*** Opening Working data ***

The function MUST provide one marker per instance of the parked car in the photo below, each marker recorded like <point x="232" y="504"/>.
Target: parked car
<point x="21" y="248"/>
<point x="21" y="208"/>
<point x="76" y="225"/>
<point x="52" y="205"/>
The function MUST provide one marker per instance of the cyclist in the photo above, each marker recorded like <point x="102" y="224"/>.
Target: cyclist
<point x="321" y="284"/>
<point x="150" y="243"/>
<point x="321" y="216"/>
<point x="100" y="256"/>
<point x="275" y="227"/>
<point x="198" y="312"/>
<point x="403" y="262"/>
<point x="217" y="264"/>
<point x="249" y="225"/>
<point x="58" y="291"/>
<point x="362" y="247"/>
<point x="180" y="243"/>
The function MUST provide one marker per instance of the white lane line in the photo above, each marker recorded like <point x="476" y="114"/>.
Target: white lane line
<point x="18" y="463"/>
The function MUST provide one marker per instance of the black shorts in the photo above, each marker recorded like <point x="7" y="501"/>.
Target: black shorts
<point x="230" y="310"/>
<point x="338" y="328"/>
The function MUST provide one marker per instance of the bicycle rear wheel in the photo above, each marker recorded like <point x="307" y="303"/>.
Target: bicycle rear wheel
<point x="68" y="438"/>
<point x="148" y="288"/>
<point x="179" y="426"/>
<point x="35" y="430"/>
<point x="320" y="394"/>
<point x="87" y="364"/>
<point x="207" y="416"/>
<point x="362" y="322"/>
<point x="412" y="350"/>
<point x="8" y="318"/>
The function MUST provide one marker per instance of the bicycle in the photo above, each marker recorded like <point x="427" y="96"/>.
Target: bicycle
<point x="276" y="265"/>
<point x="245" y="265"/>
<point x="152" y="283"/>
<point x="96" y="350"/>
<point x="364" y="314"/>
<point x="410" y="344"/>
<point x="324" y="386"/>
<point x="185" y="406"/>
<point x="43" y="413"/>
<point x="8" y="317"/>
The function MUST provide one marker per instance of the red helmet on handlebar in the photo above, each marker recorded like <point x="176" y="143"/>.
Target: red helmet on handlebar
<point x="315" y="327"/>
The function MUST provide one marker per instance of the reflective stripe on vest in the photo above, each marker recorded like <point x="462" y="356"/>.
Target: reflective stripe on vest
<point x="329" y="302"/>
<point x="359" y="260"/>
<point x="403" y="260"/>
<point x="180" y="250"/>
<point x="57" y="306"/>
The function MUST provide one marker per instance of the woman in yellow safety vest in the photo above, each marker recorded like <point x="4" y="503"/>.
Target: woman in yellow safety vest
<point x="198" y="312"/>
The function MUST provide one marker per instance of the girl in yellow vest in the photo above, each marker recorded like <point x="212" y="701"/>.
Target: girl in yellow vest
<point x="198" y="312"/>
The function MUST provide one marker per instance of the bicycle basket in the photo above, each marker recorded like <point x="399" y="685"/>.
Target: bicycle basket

*** Closing Working data ***

| Task prompt |
A verbatim restatement of all the entries above is required.

| Output of the task |
The function MUST provide one marker per instance of the parked car in the photo below, each marker recorded like <point x="232" y="504"/>.
Target: parked car
<point x="21" y="248"/>
<point x="21" y="208"/>
<point x="76" y="225"/>
<point x="52" y="205"/>
The function MUST provide one marker per instance of the cyclist in the photo above, each marker recorded like <point x="102" y="224"/>.
Target: cyclist
<point x="321" y="284"/>
<point x="150" y="243"/>
<point x="321" y="216"/>
<point x="100" y="256"/>
<point x="275" y="227"/>
<point x="198" y="312"/>
<point x="403" y="262"/>
<point x="217" y="264"/>
<point x="249" y="225"/>
<point x="58" y="291"/>
<point x="362" y="247"/>
<point x="180" y="243"/>
The function MUST provide one marker per instance of the white lane line in the photo above, each marker recorded like <point x="476" y="114"/>.
Target: white lane line
<point x="18" y="463"/>
The function MUST provide one marker per instance of the black shorts in the photo above, each marker recorded like <point x="7" y="501"/>.
Target: black shorts
<point x="230" y="310"/>
<point x="338" y="328"/>
The function MUST provide one marker per instance of the bicycle rear wheel in the photo above, each marker recorded like <point x="307" y="303"/>.
Target: bicycle rear wheel
<point x="68" y="438"/>
<point x="148" y="288"/>
<point x="179" y="426"/>
<point x="35" y="430"/>
<point x="320" y="394"/>
<point x="87" y="364"/>
<point x="207" y="416"/>
<point x="362" y="322"/>
<point x="412" y="350"/>
<point x="8" y="318"/>
The function MUST provide one marker per instance of the bicycle in the photo above, each marker recorded like <point x="427" y="96"/>.
Target: bicycle
<point x="276" y="265"/>
<point x="245" y="265"/>
<point x="152" y="283"/>
<point x="96" y="350"/>
<point x="364" y="314"/>
<point x="410" y="344"/>
<point x="324" y="386"/>
<point x="185" y="406"/>
<point x="43" y="413"/>
<point x="8" y="317"/>
The function MUST provide one marker per instance of the red helmet on handlebar in the photo above, each marker recorded like <point x="176" y="143"/>.
Target: red helmet on handlebar
<point x="315" y="327"/>
The function MUST provide one marker per instance of the reflective stripe on vest in the photo above, each marker recorded like <point x="462" y="356"/>.
Target: reflective stripe on vest
<point x="329" y="302"/>
<point x="359" y="260"/>
<point x="403" y="260"/>
<point x="180" y="250"/>
<point x="57" y="306"/>
The function MUST provide one marker per instance of the woman in yellow safety vest in the photo above, each marker recorded like <point x="4" y="503"/>.
Target: woman in yellow safety vest
<point x="198" y="312"/>
The function MUST provide one marker per instance of the girl in yellow vest in the photo above, each marker recorded like <point x="212" y="701"/>.
Target: girl in yellow vest
<point x="198" y="312"/>
The function MUST provide one marker per instance of the bicycle basket in the photo above, each marker recorded like <point x="399" y="685"/>.
Target: bicycle basket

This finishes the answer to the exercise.